- _GIVEN REQUEST_
Rewrite the entries from the line with "You are given a photograph. Your task: indicate the man with" to the line with "(1109, 416)", putting "Example answer" wherever "Sample reply" appears and leaving everything else unchanged.

- _INPUT FOR THIS TASK_
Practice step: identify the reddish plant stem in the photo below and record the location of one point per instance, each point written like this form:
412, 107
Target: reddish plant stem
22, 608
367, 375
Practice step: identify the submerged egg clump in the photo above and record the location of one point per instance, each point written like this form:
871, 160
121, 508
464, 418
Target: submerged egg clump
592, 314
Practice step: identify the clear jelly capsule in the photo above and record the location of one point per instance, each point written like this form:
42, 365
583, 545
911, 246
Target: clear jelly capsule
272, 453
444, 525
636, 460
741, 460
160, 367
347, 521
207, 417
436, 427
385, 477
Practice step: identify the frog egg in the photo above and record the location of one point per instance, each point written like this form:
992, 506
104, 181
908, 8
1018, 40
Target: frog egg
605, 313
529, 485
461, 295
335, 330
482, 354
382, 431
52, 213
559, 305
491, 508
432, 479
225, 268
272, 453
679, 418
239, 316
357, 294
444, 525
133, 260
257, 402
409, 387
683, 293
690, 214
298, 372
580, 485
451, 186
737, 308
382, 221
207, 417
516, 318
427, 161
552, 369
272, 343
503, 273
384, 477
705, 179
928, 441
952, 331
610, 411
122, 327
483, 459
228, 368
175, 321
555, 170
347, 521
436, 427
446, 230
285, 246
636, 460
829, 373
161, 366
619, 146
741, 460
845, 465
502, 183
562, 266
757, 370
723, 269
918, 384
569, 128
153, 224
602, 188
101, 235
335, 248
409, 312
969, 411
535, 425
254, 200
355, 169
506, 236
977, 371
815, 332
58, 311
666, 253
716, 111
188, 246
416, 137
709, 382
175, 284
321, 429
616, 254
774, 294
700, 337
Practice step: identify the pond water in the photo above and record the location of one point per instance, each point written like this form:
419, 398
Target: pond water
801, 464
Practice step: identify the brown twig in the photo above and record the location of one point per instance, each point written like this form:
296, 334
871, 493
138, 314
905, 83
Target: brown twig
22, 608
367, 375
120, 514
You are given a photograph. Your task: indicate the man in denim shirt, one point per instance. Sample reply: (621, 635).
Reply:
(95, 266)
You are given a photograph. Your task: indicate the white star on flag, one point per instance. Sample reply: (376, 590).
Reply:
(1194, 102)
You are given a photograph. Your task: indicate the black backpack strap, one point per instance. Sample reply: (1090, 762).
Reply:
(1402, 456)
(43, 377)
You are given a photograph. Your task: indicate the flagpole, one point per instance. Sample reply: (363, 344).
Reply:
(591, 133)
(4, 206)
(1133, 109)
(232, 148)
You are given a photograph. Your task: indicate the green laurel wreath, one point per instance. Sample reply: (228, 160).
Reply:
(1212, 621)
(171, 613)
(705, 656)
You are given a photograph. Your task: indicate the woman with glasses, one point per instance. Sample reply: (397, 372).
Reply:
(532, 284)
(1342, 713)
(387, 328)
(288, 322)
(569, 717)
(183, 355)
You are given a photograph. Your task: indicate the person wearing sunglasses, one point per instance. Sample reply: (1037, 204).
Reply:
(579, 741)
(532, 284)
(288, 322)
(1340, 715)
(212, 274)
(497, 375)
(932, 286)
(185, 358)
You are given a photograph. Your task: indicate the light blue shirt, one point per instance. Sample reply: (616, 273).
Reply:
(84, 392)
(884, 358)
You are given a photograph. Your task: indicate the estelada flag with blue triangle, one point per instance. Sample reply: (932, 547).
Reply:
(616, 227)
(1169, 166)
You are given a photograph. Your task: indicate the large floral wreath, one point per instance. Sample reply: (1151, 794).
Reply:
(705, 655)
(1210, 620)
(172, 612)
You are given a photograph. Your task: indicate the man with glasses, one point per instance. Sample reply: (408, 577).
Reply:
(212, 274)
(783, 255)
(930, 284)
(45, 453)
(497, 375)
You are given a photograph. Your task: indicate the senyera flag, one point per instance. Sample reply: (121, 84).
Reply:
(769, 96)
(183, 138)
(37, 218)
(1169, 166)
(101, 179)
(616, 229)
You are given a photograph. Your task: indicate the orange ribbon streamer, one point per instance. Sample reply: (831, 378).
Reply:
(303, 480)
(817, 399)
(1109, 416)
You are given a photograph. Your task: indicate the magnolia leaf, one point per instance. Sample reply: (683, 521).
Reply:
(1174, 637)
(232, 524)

- _EXERCISE SOLUTION_
You are given a photograph. Your task: indicate the man with glasses, one point per instance. Example answer: (408, 577).
Reply:
(212, 274)
(783, 255)
(930, 284)
(45, 453)
(497, 375)
You are given a photograph. Your task: indicate the senyera flag, one point per instance. Example answer: (121, 84).
Reply:
(769, 96)
(183, 138)
(37, 218)
(1169, 166)
(101, 179)
(616, 229)
You are given a photograph. Your task: indicate the orange ribbon streamer, one point per instance. Example answer: (831, 378).
Reply:
(303, 480)
(817, 399)
(1109, 416)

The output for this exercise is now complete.